## Problems to solve
A – In the Eugene Onegin post, what kind of dish is the "Strasbourg pie" said to be?
B – Reproduce the Eugene Onegin post word for word between "Ideas from the" and "Book I, p. 74)", inclusive.

## Selection
_____
Tuesday, February 25, 2014

Miscellaneous Eugene Onegin: shandrydans, true Gibraltar pies, Toby Keith, or any other kind of nonsense

Ideas from the scrap heap, posts I thought about writing.  I mean, pick a stanza of Eugene Onegin at random.   There will be something interesting in it.  Or work through a chapter, not just the famous duel in Chapter 6, but any of them.

Or write about the dancing, or the furniture, or the food:

and in passing
I’ll just remark, my verses talk
as much of banquets and the cork
and eatables beyond all classing
as yours did, Homer, godlike lord,
whom thirty centuries have adored! (Five: XXXVI, Johnston)

But see One: XVI for a feast, including a “Strasbourg pie,” for which I need Nabokov’s note.  It is a goose-liver pie (not a terrine):

The pie was un vrai gibraltar (as Brillat-Savarin describes it somewhere) that had to be attacked and “cut into by a carving knife” (as Brummell says in a letter).  (Commentary Book I, p. 74)
_____
## Supplied information
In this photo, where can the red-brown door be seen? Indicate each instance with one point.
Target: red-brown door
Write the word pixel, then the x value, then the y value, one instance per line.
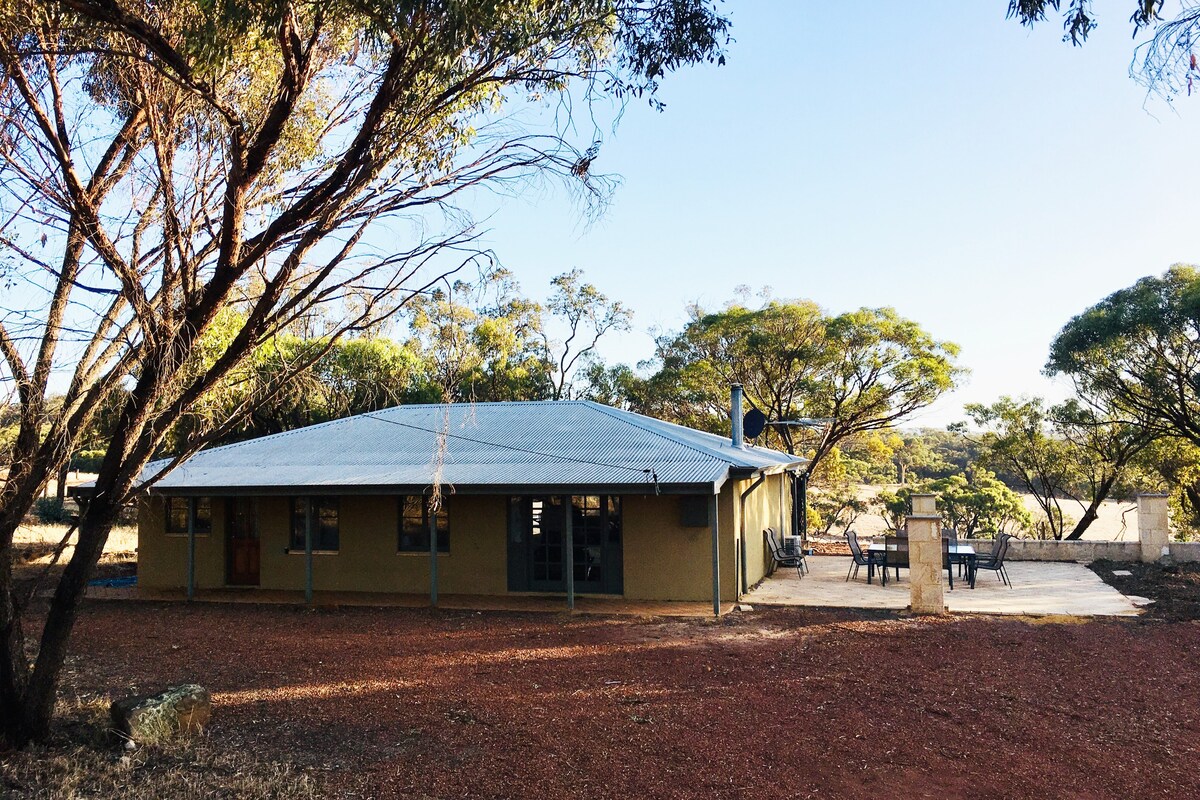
pixel 243 542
_____
## Problem solutions
A – It is a goose-liver pie, not a terrine.

B –
Ideas from the scrap heap, posts I thought about writing.  I mean, pick a stanza of Eugene Onegin at random.   There will be something interesting in it.  Or work through a chapter, not just the famous duel in Chapter 6, but any of them.

Or write about the dancing, or the furniture, or the food:

and in passing
I’ll just remark, my verses talk
as much of banquets and the cork
and eatables beyond all classing
as yours did, Homer, godlike lord,
whom thirty centuries have adored! (Five: XXXVI, Johnston)

But see One: XVI for a feast, including a “Strasbourg pie,” for which I need Nabokov’s note.  It is a goose-liver pie (not a terrine):

The pie was un vrai gibraltar (as Brillat-Savarin describes it somewhere) that had to be attacked and “cut into by a carving knife” (as Brummell says in a letter).  (Commentary Book I, p. 74)